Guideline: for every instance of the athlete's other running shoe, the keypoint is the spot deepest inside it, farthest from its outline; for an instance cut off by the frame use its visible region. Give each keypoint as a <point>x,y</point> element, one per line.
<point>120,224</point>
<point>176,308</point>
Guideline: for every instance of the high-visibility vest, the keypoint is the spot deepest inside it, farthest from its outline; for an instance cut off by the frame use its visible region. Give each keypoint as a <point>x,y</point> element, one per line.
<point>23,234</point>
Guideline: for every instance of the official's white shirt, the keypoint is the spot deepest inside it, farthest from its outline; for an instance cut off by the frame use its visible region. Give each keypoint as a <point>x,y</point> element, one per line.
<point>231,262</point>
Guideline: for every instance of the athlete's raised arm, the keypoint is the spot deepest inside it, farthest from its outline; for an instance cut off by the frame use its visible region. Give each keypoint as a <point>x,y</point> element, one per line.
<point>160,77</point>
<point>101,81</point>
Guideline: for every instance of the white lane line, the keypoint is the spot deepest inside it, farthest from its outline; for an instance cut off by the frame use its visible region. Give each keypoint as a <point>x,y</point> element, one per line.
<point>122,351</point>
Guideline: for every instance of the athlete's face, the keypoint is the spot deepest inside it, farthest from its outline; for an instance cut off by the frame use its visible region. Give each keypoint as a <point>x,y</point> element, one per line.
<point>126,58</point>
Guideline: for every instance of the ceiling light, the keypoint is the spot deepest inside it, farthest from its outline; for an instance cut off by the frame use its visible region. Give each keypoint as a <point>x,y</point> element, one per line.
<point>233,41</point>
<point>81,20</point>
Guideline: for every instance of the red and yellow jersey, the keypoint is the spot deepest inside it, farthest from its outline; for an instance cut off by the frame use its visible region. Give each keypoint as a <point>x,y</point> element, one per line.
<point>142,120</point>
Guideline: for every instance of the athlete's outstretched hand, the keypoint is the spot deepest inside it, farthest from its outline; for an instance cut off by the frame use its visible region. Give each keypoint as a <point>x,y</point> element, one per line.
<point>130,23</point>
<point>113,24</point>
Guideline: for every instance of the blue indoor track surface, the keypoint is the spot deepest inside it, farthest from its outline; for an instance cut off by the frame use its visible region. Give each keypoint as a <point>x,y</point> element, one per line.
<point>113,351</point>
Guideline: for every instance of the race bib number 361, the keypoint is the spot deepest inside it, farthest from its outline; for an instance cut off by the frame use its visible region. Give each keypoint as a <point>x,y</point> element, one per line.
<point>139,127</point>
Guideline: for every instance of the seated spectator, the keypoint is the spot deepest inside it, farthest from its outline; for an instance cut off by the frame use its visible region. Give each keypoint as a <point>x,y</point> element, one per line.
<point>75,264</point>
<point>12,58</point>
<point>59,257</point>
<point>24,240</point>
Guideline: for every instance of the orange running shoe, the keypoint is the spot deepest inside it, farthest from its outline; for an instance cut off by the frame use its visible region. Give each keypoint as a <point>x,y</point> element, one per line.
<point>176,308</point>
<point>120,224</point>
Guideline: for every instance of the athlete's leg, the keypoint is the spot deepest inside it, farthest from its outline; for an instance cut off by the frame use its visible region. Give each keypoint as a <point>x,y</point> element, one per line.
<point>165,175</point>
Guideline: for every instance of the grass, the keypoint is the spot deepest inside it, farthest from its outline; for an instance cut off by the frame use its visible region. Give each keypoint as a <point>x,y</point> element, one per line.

§ §

TASK INSTRUCTIONS | Reproduce, exactly and with nothing added, the lines from the one that includes "Guideline: for every instance of the seated" through the last line of the material.

WORKED ANSWER |
Guideline: for every instance of the seated spectator, the keypoint is the spot deepest inside it, farthest from its outline; for an instance cut off by the frame use its visible region. Give each keypoint as a <point>x,y</point> element, one per line.
<point>75,264</point>
<point>12,58</point>
<point>59,257</point>
<point>24,240</point>
Guideline: for every instance of the orange running shoe, the keypoint is the spot deepest inside it, farthest from its outline; for an instance cut off by the frame use its visible region. Give each keypoint as a <point>x,y</point> element, one per line.
<point>176,308</point>
<point>120,224</point>
Guideline: for every instance of the athlete's leg, the keypoint is the spot deepest inside it, farthest from its outline; for an instance cut off by the frame use its visible region. Give each keypoint as a <point>x,y</point> element, one per line.
<point>165,175</point>
Guideline: for every instance of the grass, the keypoint is the spot deepest inside it, farthest from its outline; for an instance cut off by the frame use its visible region. Give each keypoint as a <point>x,y</point> element, one per line.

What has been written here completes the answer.